EXERCISE BRIEF:
Edit the essay on moving to Chennai by rewriting the part that opens with the words containing "You always hear" and closes with "of the action.", with "Chennai" replaced by "Mumbai".

EXCERPT PROVIDED:
You always hear it said that people come to India to find
themselves. I wasn’t lost when we left the United States for Chennai, but like
Paul said- visions of “the shooter” stuck with him, fading into the distance,
being trampled by careless travelers on the jet way - I can’t imagine that the shooter
didn’t represent just a little bit more than the power of the Lego Chima that
day.
Every time I look to be found, I head straight for the ocean
for a quiet open space and for the rhythm of the sea. I certainly, in search of
answers, would have never headed directly into the heat of the action.
Nothing is
particularly easy to find here, but with eight million people - a thousand
villages spread end to end - nothing is impossible. Least of all something you
didn't even know you were looking for.
I don’t really recall feeling lost since: I began art
school, met Paul, first picked up a camera and stopped time, since I became a
mom and again when I rediscovered film. I’ve been found a few times in between
and don’t doubt that I will be found again. I am certainly not the lost soul I
was for so long before these grand events, though; trying on lifestyles, like a
teenage girl trying on clothes for school. Seattle, Palm Beach, Small town USA.
I spent my early years trying to be the round peg when I was
really always the square one, but I’ve learned to be me and in that I’ve found
comfort in my own skin and confidence in my own path. I’ve traded youth for
wisdom again and again. I’ve chosen the path less traveled, a jet-way to a long
flight to a place somewhere most people only dream of.
I don’t believe that it is possible to get on that plane
from your home, leaving everyone and everything you find familiar and comfortable behind and
not lose at least a little bit of yourself in the jet-streams.
Stripped of familiarity immediately upon landing and
ultimately the comfort of anonymity afforded by melting into the pot that is
the United States, I have not only become lost in a neighborhood of this city
and in a country of millions, I have also been found in the very same insanity.
I may as well be naked standing on the sidewalk at times, even with all my forbidden
bits covered from shoulder to knee-cap. I can strip myself of everything I feel
is quintessentially American about me and I still can’t seem
to regain that comfortable anonymity that America afforded me. I don’t always
want to, I never wanted it when I had it, but being naked in a city of eight million isn’t an easy feeling to
process. Instead of feeling vulnerable, though I feel very welcome. I am
invited to tea in people’s homes and I am greeted warmly from all directions
and people are eager to share their homes, their tea and their history.
I jumped right in like I promised I would. It has made the
incredible differences between life at home and life in Chennai dissolve into
something my brain has begun to read as normal. I’m grasping to the initial shocking
differences that my senses registered in those first weeks and am holding on to
them by fraying strings. I continue to document the differences that I want so
desperately to share, but cows in the streets have begun to feel commonplace, the
smells of local foods, smell almost familiar like home and the colors of the
seas of saris have begun to fade together like a melted box of crayons.

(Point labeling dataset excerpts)

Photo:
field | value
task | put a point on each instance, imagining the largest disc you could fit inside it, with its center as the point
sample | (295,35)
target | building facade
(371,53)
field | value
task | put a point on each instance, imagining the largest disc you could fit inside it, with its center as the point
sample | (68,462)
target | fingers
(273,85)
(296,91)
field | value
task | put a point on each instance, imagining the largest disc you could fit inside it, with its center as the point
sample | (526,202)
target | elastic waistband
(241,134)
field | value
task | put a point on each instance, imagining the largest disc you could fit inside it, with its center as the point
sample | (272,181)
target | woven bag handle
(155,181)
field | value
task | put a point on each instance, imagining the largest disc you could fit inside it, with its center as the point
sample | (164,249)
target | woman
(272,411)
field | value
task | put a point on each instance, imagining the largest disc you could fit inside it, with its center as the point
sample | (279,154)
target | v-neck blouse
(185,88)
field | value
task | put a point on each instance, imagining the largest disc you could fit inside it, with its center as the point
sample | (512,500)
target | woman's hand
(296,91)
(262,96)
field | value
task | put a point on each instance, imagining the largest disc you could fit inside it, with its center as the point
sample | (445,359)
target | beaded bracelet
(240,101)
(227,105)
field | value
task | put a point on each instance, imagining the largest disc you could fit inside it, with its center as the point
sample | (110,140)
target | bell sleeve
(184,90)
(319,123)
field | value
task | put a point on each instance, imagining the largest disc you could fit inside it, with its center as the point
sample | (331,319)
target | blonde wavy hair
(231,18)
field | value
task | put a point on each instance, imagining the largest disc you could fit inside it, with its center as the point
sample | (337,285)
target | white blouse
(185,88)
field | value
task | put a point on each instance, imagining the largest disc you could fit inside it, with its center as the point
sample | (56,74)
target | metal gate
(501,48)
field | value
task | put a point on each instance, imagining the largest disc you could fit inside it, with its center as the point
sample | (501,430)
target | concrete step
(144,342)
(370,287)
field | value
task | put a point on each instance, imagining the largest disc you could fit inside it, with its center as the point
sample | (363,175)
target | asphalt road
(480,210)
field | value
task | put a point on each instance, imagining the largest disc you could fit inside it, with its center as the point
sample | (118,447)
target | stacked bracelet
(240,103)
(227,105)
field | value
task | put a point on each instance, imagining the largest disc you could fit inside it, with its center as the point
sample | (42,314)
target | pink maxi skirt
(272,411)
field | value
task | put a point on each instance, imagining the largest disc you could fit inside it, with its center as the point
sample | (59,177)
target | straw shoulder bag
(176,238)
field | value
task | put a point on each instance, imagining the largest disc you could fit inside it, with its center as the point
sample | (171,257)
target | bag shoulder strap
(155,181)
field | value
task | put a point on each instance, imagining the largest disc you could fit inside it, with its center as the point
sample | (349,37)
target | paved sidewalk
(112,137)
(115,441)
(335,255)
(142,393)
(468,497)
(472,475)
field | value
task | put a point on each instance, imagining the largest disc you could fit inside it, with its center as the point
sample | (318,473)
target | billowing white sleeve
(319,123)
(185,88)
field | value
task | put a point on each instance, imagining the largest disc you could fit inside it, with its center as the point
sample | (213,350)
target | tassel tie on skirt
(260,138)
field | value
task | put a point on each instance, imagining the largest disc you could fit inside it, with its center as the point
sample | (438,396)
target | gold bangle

RESULT BELOW:
You always hear it said that people come to India to find
themselves. I wasn’t lost when we left the United States for Mumbai, but like
Paul said- visions of “the shooter” stuck with him, fading into the distance,
being trampled by careless travelers on the jet way - I can’t imagine that the shooter
didn’t represent just a little bit more than the power of the Lego Chima that
day.
Every time I look to be found, I head straight for the ocean
for a quiet open space and for the rhythm of the sea. I certainly, in search of
answers, would have never headed directly into the heat of the action.